# TEXTAUSZUG:
Ich habe meine Wünsche in den verschiedenen Abteilungen des Hauses angesprochen, doch derzeit bin ich noch so damit beschäftigt, das tägliche Hamsterrad am Laufen zu halten, das ich nur wenig Zeit finde. Ich werde die politische Wunschliste, mit der ich auch im Wahlkampf angetreten bin, Stück für Stück realisieren. Doch die öffentliche Hand ist ein großer Tanker, den man nicht mal so eben schnell umlenken kann.

Info: Der 1983 in München geborene Alex Eder folgte am 1. Mai 2020 auf Hans-Joachim Weirather als Landrat des Landkreises Unterallgäu. Alex Eder studierte von 2003 bis 2008 Bauingenieurwesen an der Technischen Universität München und schloss als Dipl.-Ing. Univ. ab. Nach dem Referendariat zum Regierungsbaumeister (ab 2008) war er als Abteilungsleiter an verschiedenen Staatlichen Bauämtern sowie am Bayerischen Staatsministerium für Wohnen, Bau und Verkehr tätig. Seit 2019 war er Abteilungsleiter im Rang eines Regierungsdirektors am Staatlichen Bauamt Krumbach (Schwaben).

# AUFGABE 1:
Gib einen Teil des Textauszugs über Landrat Alex Eder wörtlich wieder, beginnend bei „Ich habe meine“ und endend bei „schnell umlenken kann.“.

# DATENSÄTZE:
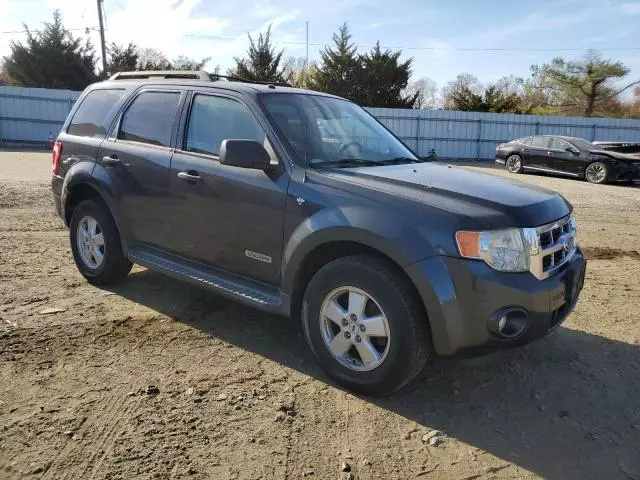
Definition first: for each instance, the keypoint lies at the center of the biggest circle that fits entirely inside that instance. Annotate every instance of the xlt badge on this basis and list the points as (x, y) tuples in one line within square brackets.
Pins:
[(257, 256)]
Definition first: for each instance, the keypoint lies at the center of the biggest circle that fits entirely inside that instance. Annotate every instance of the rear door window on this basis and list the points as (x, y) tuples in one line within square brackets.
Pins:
[(214, 119), (559, 144), (93, 113), (540, 142), (150, 118)]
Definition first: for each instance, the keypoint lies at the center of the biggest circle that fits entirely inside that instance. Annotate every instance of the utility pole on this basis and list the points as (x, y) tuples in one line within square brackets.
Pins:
[(102, 44)]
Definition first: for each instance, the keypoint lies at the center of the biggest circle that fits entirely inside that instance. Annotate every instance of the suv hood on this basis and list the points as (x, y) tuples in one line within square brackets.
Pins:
[(624, 157), (500, 202)]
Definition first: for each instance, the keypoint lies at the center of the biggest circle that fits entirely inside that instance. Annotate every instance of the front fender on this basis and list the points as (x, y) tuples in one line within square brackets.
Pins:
[(95, 176), (381, 231)]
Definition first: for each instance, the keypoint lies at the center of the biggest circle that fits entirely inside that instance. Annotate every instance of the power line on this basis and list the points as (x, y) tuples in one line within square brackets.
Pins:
[(434, 49)]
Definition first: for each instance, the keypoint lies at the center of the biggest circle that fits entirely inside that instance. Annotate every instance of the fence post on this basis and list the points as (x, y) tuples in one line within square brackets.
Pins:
[(479, 140), (418, 119)]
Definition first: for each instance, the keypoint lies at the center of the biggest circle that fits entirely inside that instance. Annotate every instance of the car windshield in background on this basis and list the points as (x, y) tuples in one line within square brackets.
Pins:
[(581, 144), (327, 131)]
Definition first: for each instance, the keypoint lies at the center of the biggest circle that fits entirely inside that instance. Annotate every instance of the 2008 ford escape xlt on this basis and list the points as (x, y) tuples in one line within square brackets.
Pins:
[(302, 204)]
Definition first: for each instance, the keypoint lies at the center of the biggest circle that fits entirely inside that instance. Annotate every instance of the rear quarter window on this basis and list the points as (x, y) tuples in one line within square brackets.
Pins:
[(92, 114), (150, 118)]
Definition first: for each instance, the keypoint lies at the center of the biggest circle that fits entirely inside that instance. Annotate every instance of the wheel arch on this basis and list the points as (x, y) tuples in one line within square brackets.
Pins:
[(86, 188), (323, 253)]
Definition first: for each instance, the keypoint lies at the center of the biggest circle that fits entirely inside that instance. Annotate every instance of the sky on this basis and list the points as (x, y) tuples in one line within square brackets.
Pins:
[(488, 38)]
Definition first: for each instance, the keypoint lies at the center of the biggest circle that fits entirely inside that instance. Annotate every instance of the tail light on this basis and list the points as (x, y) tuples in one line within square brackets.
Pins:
[(57, 151)]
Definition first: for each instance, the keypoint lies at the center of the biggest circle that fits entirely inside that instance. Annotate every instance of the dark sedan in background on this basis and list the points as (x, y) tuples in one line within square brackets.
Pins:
[(569, 156)]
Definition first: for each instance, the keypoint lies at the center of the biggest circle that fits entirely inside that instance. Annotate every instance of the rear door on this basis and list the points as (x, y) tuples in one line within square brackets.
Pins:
[(228, 217), (137, 158), (538, 157), (559, 158)]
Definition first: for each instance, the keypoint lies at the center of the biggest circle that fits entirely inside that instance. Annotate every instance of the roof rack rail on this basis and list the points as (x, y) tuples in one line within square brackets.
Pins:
[(217, 76), (177, 74)]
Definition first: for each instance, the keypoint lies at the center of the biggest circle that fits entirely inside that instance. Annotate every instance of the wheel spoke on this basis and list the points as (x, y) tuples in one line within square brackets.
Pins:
[(97, 255), (339, 345), (98, 240), (357, 303), (367, 351), (375, 326), (92, 225)]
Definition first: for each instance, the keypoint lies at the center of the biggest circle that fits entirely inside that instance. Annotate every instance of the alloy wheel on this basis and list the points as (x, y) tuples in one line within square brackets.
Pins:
[(354, 329), (513, 164), (91, 246), (596, 173)]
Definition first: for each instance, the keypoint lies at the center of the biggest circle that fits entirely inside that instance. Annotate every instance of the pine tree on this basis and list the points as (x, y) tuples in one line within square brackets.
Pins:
[(51, 58), (122, 59), (339, 69), (383, 78), (262, 64)]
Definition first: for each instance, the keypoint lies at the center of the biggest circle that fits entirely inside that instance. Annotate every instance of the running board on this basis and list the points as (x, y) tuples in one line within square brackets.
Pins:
[(246, 291)]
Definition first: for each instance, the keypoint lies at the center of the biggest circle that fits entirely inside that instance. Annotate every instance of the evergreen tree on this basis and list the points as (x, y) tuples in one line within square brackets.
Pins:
[(51, 58), (339, 69), (122, 59), (262, 64), (583, 84), (383, 78)]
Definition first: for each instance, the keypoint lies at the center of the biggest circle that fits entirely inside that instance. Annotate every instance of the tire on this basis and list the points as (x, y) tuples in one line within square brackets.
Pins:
[(514, 164), (405, 350), (597, 172), (114, 266)]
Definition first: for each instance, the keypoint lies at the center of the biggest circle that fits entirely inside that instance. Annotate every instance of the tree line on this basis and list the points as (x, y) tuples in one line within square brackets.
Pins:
[(590, 86)]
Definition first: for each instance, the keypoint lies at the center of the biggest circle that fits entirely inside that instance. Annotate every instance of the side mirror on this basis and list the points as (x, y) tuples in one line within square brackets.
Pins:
[(244, 154)]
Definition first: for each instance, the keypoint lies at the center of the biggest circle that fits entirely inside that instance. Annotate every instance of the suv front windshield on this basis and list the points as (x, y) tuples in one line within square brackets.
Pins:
[(331, 131)]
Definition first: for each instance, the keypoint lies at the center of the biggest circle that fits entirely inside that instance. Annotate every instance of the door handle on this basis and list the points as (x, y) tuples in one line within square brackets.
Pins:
[(111, 161), (189, 177)]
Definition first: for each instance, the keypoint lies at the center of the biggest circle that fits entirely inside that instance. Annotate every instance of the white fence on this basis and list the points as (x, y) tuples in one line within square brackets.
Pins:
[(29, 115)]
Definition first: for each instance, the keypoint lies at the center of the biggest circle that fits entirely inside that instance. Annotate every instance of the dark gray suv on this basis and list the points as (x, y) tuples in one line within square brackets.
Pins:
[(302, 204)]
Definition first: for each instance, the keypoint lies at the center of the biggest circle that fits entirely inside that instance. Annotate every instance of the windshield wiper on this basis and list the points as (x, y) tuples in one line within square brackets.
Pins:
[(400, 160), (343, 162)]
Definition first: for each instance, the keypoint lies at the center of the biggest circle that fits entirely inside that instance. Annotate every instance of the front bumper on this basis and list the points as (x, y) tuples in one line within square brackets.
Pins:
[(462, 296)]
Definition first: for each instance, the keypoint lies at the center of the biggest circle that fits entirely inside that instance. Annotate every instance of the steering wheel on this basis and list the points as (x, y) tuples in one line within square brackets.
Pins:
[(344, 147)]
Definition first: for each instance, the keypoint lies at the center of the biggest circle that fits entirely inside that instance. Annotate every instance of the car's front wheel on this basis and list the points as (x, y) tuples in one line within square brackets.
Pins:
[(597, 172), (365, 325), (514, 164), (95, 244)]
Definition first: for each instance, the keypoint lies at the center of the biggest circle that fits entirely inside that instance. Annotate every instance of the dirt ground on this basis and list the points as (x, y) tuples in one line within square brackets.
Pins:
[(157, 379)]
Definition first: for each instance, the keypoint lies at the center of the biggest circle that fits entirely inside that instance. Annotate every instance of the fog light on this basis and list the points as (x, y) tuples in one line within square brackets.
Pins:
[(508, 323)]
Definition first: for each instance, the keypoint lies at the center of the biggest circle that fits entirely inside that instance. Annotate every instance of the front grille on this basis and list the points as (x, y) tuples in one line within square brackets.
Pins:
[(551, 246)]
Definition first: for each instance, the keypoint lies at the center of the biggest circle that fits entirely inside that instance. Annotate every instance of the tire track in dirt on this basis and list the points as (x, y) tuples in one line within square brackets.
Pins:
[(605, 253), (96, 438)]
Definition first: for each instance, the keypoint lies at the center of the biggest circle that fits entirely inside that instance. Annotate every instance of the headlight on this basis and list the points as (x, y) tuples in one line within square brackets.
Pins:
[(503, 250)]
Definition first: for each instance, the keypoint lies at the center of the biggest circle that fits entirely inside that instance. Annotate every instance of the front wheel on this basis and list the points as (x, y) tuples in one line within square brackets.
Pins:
[(597, 172), (514, 164), (365, 326)]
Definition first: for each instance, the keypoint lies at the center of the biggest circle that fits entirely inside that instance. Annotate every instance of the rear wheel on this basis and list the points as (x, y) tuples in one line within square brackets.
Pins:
[(597, 172), (514, 164), (95, 244), (365, 325)]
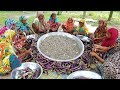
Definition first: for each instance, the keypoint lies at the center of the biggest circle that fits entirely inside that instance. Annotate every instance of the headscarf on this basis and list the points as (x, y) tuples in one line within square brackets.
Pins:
[(3, 29), (101, 30), (8, 58), (39, 14), (56, 19), (113, 39), (84, 26), (22, 18), (9, 23), (20, 25), (9, 35)]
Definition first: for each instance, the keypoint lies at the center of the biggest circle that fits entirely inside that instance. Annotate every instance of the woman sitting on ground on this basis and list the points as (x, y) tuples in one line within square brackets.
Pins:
[(39, 25), (53, 23), (82, 29), (8, 57), (100, 32), (9, 24), (109, 42), (69, 26), (22, 25)]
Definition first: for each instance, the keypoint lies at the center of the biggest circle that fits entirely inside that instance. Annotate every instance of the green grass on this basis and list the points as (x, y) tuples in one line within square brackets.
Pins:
[(96, 15)]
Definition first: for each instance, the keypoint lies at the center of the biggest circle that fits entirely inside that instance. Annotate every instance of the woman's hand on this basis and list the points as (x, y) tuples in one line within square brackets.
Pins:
[(93, 53), (75, 33)]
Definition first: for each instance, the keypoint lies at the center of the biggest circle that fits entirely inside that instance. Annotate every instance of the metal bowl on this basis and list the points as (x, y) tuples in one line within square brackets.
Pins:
[(86, 74), (78, 41), (31, 65)]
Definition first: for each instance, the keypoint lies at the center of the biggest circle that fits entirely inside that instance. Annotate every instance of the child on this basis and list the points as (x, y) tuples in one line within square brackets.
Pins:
[(100, 32), (53, 23), (109, 42), (82, 29)]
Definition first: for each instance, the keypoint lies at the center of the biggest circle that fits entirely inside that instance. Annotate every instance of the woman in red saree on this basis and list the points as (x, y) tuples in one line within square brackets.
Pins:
[(109, 42)]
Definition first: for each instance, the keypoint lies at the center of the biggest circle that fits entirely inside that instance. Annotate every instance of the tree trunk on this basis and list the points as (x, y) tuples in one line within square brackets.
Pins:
[(84, 14), (110, 15)]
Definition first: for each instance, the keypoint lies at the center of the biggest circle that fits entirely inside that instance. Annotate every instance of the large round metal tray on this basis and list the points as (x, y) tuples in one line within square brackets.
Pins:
[(78, 41), (87, 74)]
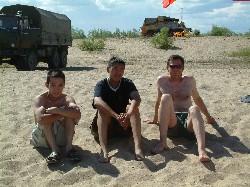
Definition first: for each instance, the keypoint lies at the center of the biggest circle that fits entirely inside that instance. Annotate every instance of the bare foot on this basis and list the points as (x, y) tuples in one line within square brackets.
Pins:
[(159, 148), (203, 157), (139, 155), (104, 158)]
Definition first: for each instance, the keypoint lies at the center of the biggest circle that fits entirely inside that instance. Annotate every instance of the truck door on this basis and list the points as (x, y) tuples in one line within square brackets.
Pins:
[(29, 36), (9, 32)]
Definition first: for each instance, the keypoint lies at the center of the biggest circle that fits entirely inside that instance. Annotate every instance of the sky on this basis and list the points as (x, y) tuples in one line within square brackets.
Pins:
[(127, 15)]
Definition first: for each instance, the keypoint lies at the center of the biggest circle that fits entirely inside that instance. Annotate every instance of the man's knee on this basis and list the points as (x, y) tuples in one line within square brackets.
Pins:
[(166, 98), (194, 110)]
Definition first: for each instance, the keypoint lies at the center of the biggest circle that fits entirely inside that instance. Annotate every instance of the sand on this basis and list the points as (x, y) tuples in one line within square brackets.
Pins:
[(221, 81)]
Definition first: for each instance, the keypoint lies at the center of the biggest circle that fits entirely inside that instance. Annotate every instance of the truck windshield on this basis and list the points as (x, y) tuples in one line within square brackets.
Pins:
[(8, 23)]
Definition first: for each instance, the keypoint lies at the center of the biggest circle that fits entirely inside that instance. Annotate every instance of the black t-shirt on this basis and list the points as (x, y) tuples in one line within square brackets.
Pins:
[(116, 100)]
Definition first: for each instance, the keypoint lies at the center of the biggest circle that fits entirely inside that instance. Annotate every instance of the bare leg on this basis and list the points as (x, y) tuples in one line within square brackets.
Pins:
[(135, 121), (70, 131), (48, 130), (196, 124), (167, 119), (102, 123)]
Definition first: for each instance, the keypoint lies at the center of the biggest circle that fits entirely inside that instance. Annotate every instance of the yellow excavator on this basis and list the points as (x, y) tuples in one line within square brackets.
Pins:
[(152, 26)]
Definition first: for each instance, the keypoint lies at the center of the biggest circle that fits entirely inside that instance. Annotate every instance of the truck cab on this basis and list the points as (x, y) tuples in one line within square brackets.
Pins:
[(29, 35)]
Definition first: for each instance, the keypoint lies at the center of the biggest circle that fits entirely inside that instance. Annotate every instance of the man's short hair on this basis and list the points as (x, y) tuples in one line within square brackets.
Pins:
[(114, 60), (55, 73), (176, 57)]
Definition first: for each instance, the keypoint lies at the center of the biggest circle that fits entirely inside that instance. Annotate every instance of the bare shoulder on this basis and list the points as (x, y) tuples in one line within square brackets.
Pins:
[(162, 78), (40, 98), (189, 78), (69, 99)]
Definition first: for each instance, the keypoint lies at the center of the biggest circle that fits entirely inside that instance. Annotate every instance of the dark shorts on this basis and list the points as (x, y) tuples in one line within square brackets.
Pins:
[(180, 130), (114, 129)]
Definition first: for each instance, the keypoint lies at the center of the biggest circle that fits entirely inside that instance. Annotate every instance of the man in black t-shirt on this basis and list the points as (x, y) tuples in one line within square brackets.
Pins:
[(115, 116)]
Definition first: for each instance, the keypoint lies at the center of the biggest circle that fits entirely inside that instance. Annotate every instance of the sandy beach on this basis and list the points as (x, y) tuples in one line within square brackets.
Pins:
[(221, 81)]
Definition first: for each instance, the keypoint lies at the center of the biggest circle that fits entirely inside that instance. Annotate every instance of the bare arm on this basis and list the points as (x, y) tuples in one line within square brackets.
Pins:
[(47, 116), (103, 107), (40, 113), (157, 103), (69, 111), (135, 103), (200, 103)]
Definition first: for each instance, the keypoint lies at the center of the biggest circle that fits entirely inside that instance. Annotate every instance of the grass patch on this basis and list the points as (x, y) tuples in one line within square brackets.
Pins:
[(243, 52), (91, 44)]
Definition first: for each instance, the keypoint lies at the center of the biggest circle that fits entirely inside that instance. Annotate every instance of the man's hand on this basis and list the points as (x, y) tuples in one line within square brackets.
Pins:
[(52, 110), (151, 121), (210, 120), (124, 120)]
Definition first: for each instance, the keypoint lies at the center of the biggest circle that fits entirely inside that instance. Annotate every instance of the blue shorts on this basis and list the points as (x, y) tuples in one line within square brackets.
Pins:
[(180, 130)]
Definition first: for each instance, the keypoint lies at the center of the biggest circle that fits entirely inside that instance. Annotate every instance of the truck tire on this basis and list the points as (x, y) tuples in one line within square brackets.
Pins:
[(54, 60), (27, 63), (63, 59)]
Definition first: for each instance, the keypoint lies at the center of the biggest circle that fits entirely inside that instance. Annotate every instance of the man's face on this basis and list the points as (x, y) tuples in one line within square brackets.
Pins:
[(55, 87), (175, 67), (116, 71)]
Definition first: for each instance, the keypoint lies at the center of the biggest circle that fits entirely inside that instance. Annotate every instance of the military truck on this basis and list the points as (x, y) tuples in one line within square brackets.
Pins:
[(29, 35), (152, 26)]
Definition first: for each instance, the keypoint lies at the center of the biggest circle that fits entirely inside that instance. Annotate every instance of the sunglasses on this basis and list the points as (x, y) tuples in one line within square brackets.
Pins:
[(179, 66)]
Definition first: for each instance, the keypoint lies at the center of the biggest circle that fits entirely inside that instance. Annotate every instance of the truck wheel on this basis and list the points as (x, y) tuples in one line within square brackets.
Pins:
[(63, 59), (28, 63), (54, 60)]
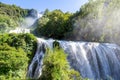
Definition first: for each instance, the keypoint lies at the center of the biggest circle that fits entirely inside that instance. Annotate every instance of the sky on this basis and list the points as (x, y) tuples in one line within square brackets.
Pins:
[(41, 5)]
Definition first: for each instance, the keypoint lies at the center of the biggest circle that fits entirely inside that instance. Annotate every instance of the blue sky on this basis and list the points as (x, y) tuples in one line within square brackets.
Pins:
[(41, 5)]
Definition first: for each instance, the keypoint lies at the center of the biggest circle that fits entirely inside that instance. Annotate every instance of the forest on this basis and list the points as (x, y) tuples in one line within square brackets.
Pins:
[(96, 21)]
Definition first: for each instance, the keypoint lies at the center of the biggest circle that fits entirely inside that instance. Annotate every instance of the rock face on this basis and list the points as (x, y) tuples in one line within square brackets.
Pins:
[(32, 13)]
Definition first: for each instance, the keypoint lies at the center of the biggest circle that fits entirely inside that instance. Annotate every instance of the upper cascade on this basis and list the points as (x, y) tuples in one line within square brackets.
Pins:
[(93, 60)]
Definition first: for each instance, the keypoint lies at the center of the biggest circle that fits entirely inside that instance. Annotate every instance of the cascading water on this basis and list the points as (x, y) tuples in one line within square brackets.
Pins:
[(35, 68), (93, 60)]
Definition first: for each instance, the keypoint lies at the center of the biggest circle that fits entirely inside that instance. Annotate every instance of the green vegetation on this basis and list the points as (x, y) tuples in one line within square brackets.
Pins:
[(56, 67), (11, 16), (16, 51), (54, 24), (97, 20)]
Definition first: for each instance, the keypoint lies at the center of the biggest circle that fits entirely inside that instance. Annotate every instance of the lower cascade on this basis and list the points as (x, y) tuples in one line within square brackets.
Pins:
[(95, 61)]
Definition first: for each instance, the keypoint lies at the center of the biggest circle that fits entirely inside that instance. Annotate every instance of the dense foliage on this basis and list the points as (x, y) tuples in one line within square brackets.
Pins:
[(54, 24), (11, 16), (16, 51), (56, 67)]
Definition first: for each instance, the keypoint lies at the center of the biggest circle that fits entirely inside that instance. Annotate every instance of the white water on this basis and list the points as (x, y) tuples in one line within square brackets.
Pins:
[(93, 60)]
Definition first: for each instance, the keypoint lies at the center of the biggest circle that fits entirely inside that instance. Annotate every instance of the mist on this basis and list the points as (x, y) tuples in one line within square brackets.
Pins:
[(103, 27)]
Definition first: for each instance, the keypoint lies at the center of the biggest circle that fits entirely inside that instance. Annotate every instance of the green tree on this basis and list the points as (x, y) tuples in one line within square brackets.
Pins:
[(54, 24)]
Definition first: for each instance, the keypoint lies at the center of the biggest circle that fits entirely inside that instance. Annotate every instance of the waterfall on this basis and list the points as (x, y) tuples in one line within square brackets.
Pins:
[(93, 60), (35, 68)]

# AUFGABE 2:
Zitiere aus den Datensätzen nur die Zeilen, beginnend mit der Zeile, die „the truck door“ enthält, und endend mit der Zeile, die „[(166, 98), (194, 110)]“ enthält, beide eingeschlossen.

# ANTWORT 1:
Ich habe meine Wünsche in den verschiedenen Abteilungen des Hauses angesprochen, doch derzeit bin ich noch so damit beschäftigt, das tägliche Hamsterrad am Laufen zu halten, das ich nur wenig Zeit finde. Ich werde die politische Wunschliste, mit der ich auch im Wahlkampf angetreten bin, Stück für Stück realisieren. Doch die öffentliche Hand ist ein großer Tanker, den man nicht mal so eben schnell umlenken kann.

# ANTWORT 2:
Definition first: for each instance, the keypoint lies at the center of the biggest circle that fits entirely inside that instance. Annotate every instance of the truck door on this basis and list the points as (x, y) tuples in one line within square brackets.
Pins:
[(29, 36), (9, 32)]
Definition first: for each instance, the keypoint lies at the center of the biggest circle that fits entirely inside that instance. Annotate every instance of the sky on this basis and list the points as (x, y) tuples in one line within square brackets.
Pins:
[(127, 15)]
Definition first: for each instance, the keypoint lies at the center of the biggest circle that fits entirely inside that instance. Annotate every instance of the man's knee on this basis and list the points as (x, y) tuples in one line within square brackets.
Pins:
[(166, 98), (194, 110)]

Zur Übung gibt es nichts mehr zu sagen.